* start RECORD LIST *

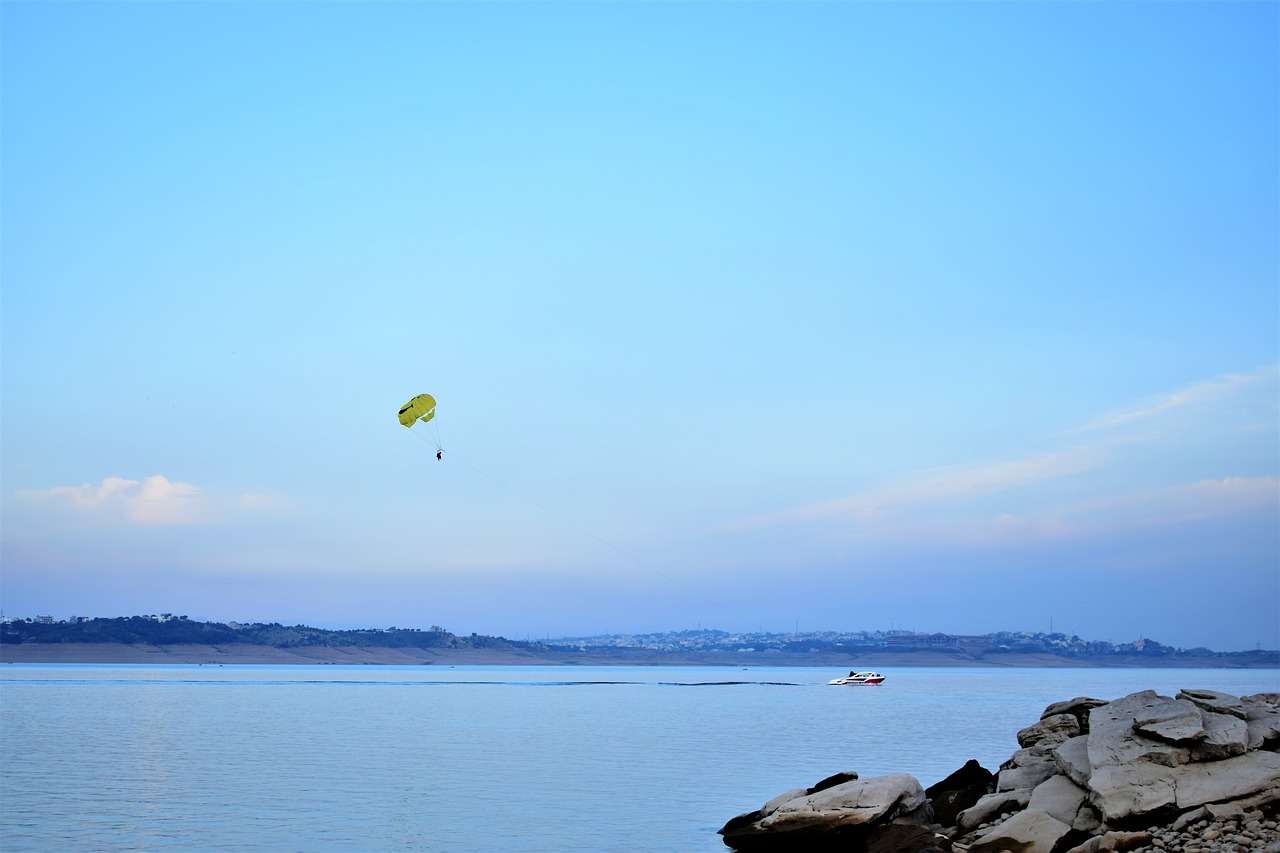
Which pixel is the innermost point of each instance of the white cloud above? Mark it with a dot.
(1194, 395)
(910, 506)
(938, 483)
(152, 501)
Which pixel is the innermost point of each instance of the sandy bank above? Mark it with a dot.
(305, 655)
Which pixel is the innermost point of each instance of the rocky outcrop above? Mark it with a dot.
(1198, 771)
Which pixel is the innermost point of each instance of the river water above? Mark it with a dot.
(485, 758)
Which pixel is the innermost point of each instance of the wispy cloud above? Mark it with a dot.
(1194, 395)
(152, 501)
(1095, 446)
(938, 483)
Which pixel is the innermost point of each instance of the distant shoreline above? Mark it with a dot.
(245, 653)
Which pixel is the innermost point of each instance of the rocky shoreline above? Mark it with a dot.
(1198, 772)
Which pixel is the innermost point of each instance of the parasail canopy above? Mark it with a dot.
(421, 407)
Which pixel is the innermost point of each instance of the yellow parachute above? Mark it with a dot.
(421, 407)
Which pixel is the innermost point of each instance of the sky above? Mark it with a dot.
(787, 316)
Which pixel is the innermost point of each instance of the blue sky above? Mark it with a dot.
(837, 315)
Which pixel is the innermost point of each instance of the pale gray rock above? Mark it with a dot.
(853, 803)
(991, 807)
(1027, 831)
(772, 806)
(1079, 707)
(1225, 735)
(1027, 769)
(1239, 778)
(1065, 801)
(1050, 730)
(1124, 790)
(1262, 714)
(1112, 742)
(1215, 702)
(1073, 760)
(1178, 721)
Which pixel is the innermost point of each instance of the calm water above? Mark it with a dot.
(483, 758)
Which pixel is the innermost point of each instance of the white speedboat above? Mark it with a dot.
(859, 678)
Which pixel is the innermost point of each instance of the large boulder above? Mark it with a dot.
(1137, 762)
(840, 813)
(1050, 730)
(992, 806)
(959, 790)
(1262, 715)
(1028, 831)
(1027, 767)
(1073, 760)
(1079, 707)
(1068, 802)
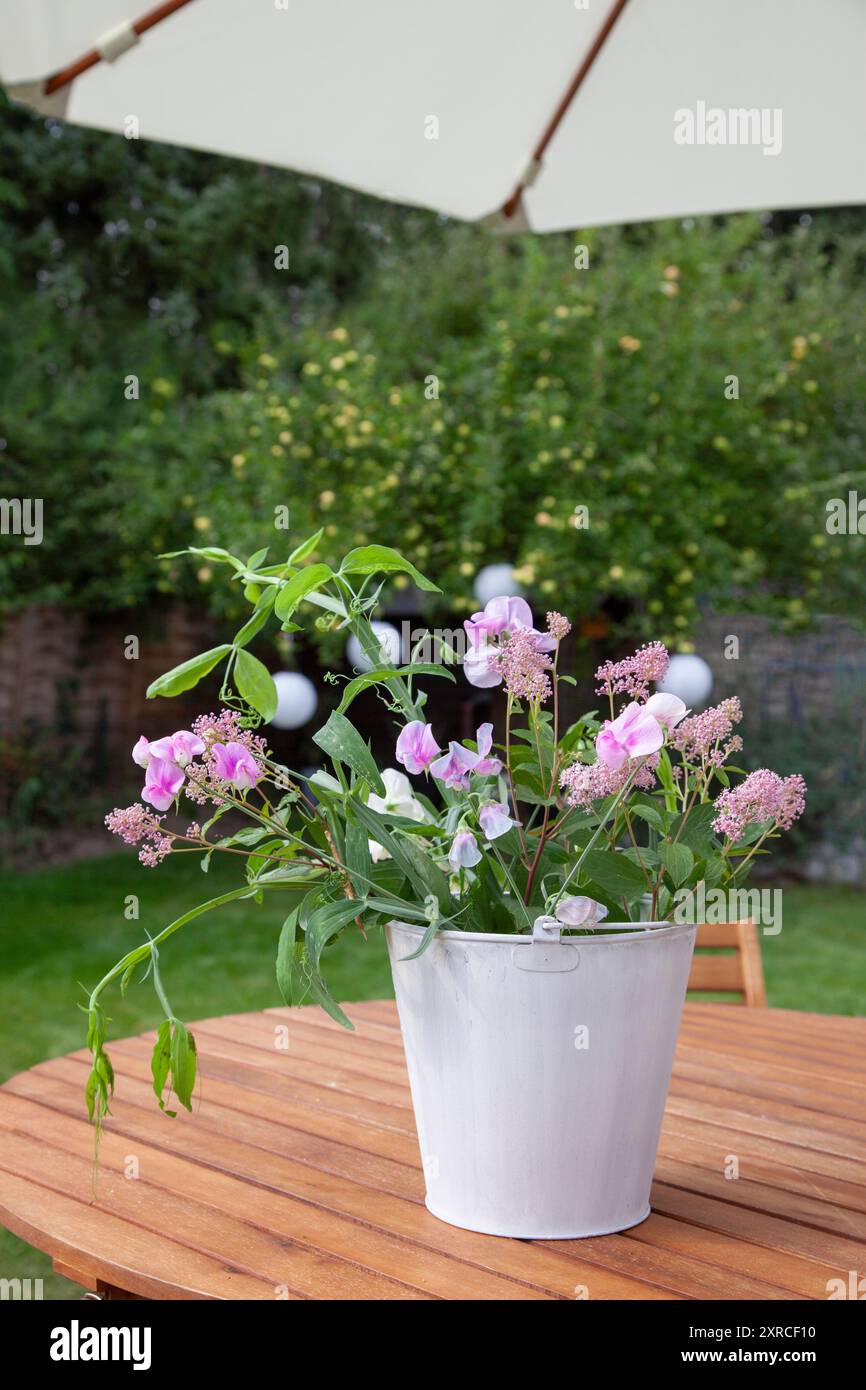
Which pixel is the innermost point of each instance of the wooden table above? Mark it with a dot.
(298, 1176)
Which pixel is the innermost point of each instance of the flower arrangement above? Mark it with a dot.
(578, 823)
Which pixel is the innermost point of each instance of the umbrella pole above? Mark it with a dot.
(118, 42)
(512, 203)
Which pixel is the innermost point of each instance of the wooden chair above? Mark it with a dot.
(737, 972)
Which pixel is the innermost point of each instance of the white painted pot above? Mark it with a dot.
(540, 1070)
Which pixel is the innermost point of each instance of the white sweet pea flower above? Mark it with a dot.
(666, 709)
(398, 801)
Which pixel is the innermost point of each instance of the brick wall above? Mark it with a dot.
(67, 670)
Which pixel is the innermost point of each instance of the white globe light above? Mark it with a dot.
(688, 677)
(391, 648)
(495, 580)
(296, 699)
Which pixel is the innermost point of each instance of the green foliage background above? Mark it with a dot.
(314, 389)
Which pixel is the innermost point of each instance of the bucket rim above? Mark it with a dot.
(640, 931)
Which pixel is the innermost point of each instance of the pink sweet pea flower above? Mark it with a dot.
(667, 709)
(185, 747)
(485, 766)
(631, 734)
(578, 912)
(455, 766)
(163, 781)
(141, 754)
(234, 763)
(417, 747)
(459, 763)
(499, 620)
(463, 851)
(480, 666)
(499, 615)
(494, 819)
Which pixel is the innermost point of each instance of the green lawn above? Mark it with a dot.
(63, 927)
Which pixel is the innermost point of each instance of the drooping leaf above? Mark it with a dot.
(287, 957)
(182, 1062)
(160, 1061)
(188, 674)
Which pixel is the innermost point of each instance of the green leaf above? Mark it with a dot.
(424, 943)
(160, 1061)
(396, 909)
(357, 855)
(182, 1062)
(287, 957)
(256, 684)
(385, 673)
(306, 546)
(257, 619)
(615, 873)
(327, 922)
(382, 559)
(299, 585)
(651, 815)
(421, 873)
(342, 742)
(677, 859)
(188, 673)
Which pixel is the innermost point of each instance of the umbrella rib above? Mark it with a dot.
(509, 207)
(93, 56)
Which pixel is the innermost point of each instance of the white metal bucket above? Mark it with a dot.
(540, 1070)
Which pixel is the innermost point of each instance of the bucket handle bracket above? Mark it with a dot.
(546, 952)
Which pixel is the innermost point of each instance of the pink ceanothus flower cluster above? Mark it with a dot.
(227, 758)
(506, 648)
(761, 797)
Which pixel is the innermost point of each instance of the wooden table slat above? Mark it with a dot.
(298, 1175)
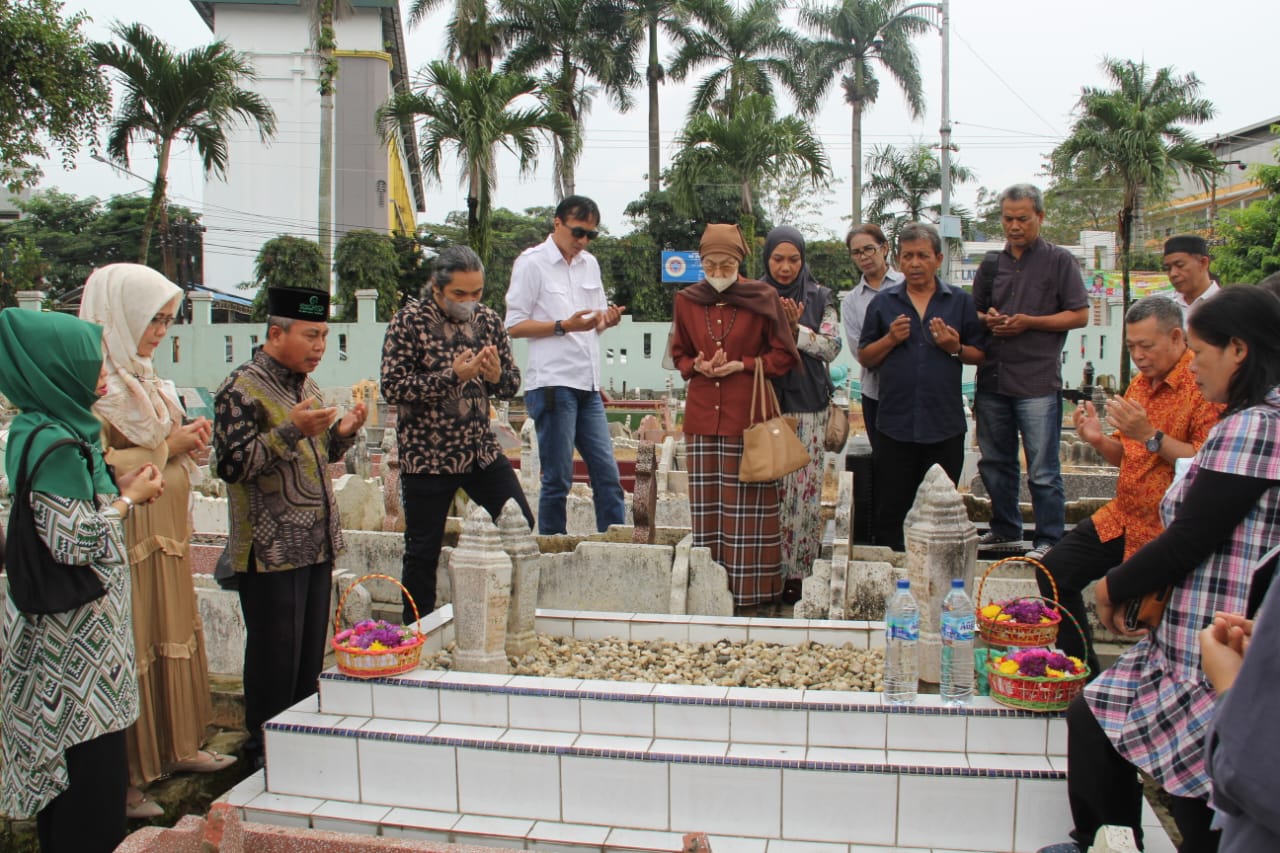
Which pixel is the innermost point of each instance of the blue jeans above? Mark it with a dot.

* end RECORD LIST *

● YOUR GOAL: Only the lines from the one containing "rib above? Mark it with a dot." through the last line of the records above should be repeated, exactly and without pictures.

● THE RESPONSE:
Which pixel is the innermost point of each instance of the umbrella rib above? Mark it with a dot.
(509, 207)
(93, 56)
Which pixel is the innermost point of each instance of the white metal bucket above? Mark it with a dot.
(540, 1070)
Which pixel is the innermost point of each instance of the bucket handle bracket above? Mark it with a dot.
(546, 952)
Which pixel is the innermost point of each instance of the pink ceanothus flower cluster above? Mark it with a dot.
(227, 758)
(506, 648)
(761, 797)
Which pixel is the innermost point of each instance of the wooden table slat above? Mark it with a dot.
(298, 1175)
Which pixel is the innermost point of each instance of the blue jeans above? Mark it with a dot.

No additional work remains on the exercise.